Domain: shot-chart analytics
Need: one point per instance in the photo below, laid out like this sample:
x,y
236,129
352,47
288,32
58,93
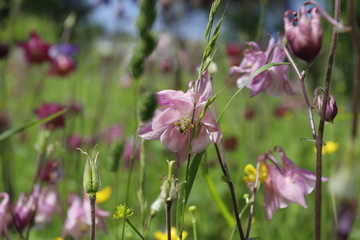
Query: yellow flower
x,y
103,195
121,211
163,236
330,147
250,170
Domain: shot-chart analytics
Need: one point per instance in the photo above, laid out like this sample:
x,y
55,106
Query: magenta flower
x,y
47,204
112,133
172,123
62,59
4,215
36,51
48,109
305,38
52,172
275,80
78,220
285,184
25,209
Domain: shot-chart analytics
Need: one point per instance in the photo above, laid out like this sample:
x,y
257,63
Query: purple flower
x,y
52,172
4,215
62,59
48,109
112,133
25,209
36,50
275,80
172,123
304,39
286,184
46,204
78,220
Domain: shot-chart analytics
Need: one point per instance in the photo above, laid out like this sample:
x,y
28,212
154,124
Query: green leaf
x,y
260,70
16,130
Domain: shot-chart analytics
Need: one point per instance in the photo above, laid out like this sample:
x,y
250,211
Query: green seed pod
x,y
148,107
91,178
117,149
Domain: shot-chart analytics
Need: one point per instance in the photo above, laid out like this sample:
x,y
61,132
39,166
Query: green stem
x,y
134,228
168,218
220,204
92,199
319,140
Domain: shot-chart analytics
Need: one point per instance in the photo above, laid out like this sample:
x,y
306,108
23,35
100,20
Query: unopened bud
x,y
117,150
331,108
91,178
305,38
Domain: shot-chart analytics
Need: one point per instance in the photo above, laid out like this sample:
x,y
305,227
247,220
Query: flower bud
x,y
331,108
91,178
305,39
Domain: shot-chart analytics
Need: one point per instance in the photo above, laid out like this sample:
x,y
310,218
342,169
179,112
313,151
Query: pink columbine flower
x,y
78,220
25,209
36,51
48,109
305,38
275,80
5,216
172,123
286,184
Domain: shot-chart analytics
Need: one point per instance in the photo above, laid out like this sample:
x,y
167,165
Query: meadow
x,y
112,93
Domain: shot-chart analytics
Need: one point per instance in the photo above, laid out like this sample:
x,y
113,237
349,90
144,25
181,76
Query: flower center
x,y
250,170
183,125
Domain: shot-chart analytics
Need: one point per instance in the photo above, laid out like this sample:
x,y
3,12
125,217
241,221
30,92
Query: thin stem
x,y
168,218
232,191
134,228
301,78
356,44
335,22
252,202
319,140
92,199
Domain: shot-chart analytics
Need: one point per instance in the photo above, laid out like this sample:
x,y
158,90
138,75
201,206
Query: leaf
x,y
16,130
260,70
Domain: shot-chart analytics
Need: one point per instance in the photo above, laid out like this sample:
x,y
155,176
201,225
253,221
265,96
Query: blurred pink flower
x,y
78,220
47,204
25,209
52,172
286,184
48,109
112,133
75,141
62,59
275,80
172,123
36,51
305,38
5,216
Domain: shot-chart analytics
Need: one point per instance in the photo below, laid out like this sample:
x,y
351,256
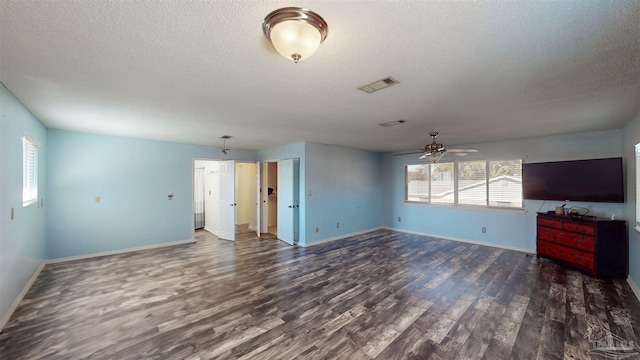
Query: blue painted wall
x,y
22,240
514,229
344,184
132,177
630,137
345,188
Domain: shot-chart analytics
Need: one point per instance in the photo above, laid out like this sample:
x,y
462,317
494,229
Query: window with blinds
x,y
490,183
29,172
638,186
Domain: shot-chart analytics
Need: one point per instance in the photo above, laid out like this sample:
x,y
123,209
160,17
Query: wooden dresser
x,y
596,246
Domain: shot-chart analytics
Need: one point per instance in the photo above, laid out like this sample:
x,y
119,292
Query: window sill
x,y
472,208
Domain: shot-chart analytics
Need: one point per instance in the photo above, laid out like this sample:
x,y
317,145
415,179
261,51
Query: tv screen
x,y
596,180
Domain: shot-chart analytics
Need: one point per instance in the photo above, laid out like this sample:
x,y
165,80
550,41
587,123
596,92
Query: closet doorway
x,y
225,197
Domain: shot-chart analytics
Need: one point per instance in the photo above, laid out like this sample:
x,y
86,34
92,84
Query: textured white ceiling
x,y
194,71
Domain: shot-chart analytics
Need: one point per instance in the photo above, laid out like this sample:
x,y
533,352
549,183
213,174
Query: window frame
x,y
30,164
456,187
637,163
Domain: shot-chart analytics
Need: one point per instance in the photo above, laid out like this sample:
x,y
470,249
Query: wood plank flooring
x,y
381,295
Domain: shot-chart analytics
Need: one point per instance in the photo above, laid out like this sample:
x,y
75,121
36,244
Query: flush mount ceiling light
x,y
295,33
224,147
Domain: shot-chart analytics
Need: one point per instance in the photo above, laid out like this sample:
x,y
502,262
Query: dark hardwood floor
x,y
381,295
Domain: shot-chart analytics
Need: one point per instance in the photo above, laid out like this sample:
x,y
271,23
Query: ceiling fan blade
x,y
462,150
409,152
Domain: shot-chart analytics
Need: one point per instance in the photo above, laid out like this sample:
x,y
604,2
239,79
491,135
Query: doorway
x,y
225,197
270,199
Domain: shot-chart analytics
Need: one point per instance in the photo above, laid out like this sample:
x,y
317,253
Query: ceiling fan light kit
x,y
295,33
435,151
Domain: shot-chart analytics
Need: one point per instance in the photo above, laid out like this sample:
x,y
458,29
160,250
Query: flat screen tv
x,y
595,180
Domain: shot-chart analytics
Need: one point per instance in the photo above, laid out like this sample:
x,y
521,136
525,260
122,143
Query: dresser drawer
x,y
581,228
580,241
566,254
550,222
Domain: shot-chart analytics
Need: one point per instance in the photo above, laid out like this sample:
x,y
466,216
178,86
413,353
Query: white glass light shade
x,y
294,32
296,40
435,157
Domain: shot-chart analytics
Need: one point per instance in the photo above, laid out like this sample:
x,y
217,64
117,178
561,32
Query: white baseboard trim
x,y
500,246
324,241
211,230
120,251
20,296
634,287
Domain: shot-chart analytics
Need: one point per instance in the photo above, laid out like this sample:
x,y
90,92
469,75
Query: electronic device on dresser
x,y
596,246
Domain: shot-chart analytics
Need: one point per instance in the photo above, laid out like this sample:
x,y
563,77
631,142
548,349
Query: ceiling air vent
x,y
392,123
379,85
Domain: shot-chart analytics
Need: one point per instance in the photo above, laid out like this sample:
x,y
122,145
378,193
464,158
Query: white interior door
x,y
286,201
258,199
227,200
265,198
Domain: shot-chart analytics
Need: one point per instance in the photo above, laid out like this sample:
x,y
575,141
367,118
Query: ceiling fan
x,y
435,151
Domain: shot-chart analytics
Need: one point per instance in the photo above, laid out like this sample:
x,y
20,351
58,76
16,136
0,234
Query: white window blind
x,y
493,183
637,185
29,172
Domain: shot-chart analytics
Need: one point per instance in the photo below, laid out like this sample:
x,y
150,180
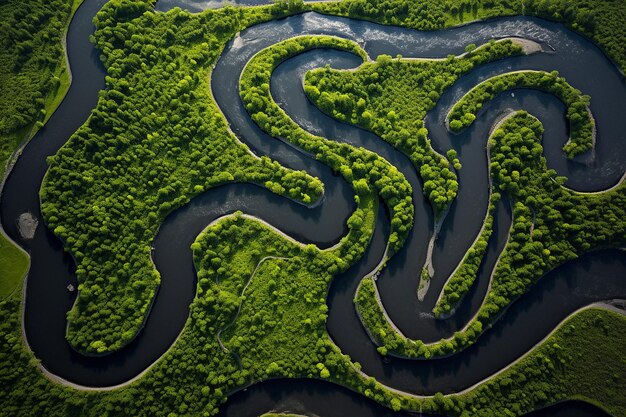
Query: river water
x,y
593,277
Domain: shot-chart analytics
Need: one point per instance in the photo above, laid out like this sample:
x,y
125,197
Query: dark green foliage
x,y
391,97
366,171
601,20
155,140
30,56
582,129
142,154
551,225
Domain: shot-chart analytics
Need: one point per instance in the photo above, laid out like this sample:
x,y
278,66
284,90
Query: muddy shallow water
x,y
593,277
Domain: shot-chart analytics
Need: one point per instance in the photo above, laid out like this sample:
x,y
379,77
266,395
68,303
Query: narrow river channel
x,y
594,277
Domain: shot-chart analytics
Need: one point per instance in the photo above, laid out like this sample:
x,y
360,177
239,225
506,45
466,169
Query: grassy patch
x,y
13,266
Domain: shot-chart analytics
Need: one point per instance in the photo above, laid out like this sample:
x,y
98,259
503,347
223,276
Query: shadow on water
x,y
593,277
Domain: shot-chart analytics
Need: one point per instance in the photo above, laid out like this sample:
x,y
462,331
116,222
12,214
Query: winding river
x,y
593,277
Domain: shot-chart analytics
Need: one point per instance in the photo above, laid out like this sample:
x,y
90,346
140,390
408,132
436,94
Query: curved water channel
x,y
593,277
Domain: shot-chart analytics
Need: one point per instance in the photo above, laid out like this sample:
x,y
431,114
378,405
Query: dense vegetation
x,y
157,139
33,75
109,188
391,97
582,127
365,170
33,80
196,374
551,225
600,20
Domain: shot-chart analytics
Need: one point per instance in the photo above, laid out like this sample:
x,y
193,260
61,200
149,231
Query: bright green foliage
x,y
261,293
391,97
13,266
582,129
551,225
601,20
464,276
365,170
155,140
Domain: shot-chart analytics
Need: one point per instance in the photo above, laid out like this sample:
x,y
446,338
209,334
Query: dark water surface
x,y
593,277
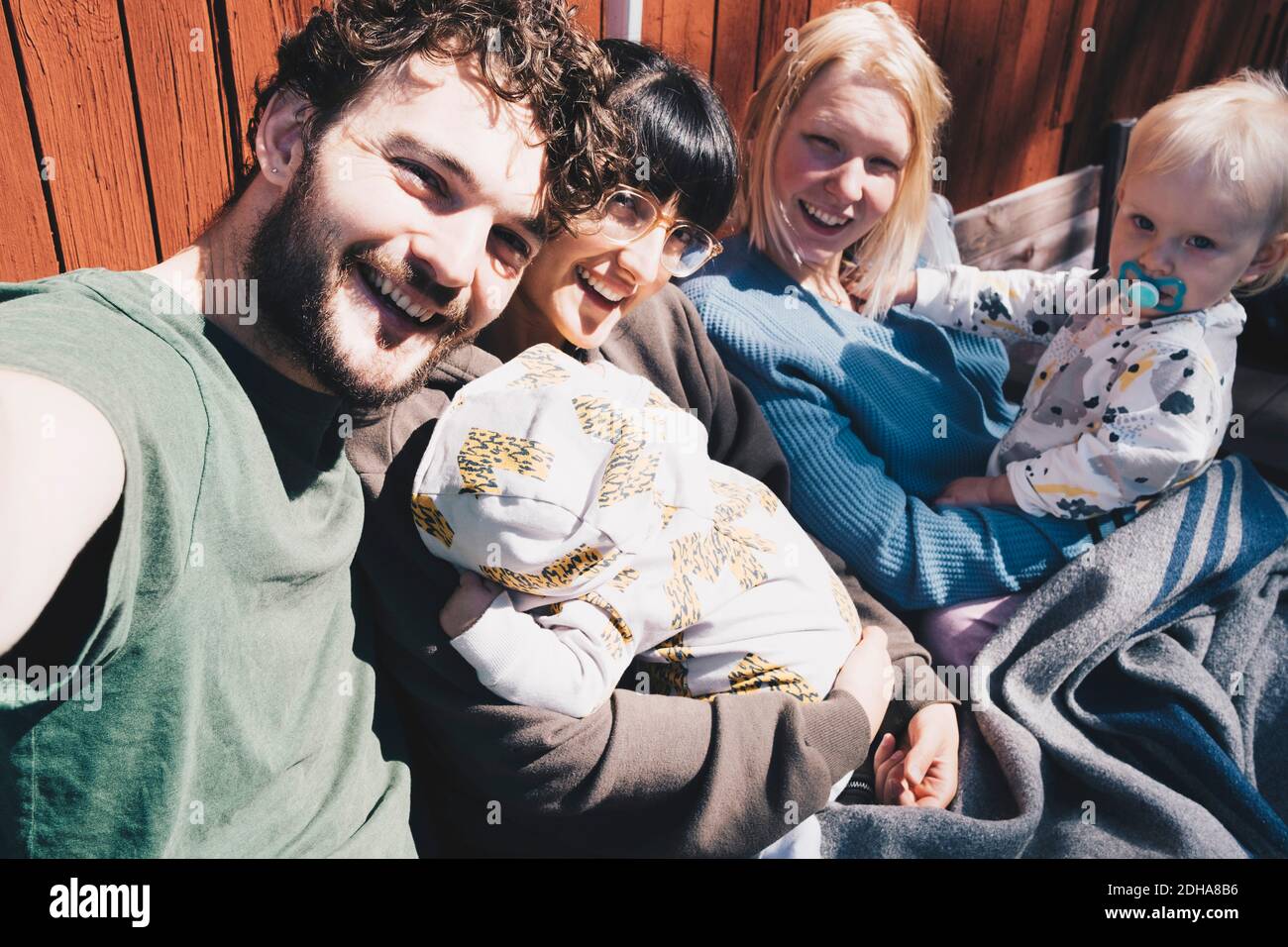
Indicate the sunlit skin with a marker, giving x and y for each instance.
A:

:::::

• Goal: Render the lines above, from the one containing "Indicate the sunlit" through the end of the lines, both ends included, as a numbered list, leaving out any blank lines.

• Output:
1. Indicate the sunlit skin with a marker, giving x and y for each instance.
2. A:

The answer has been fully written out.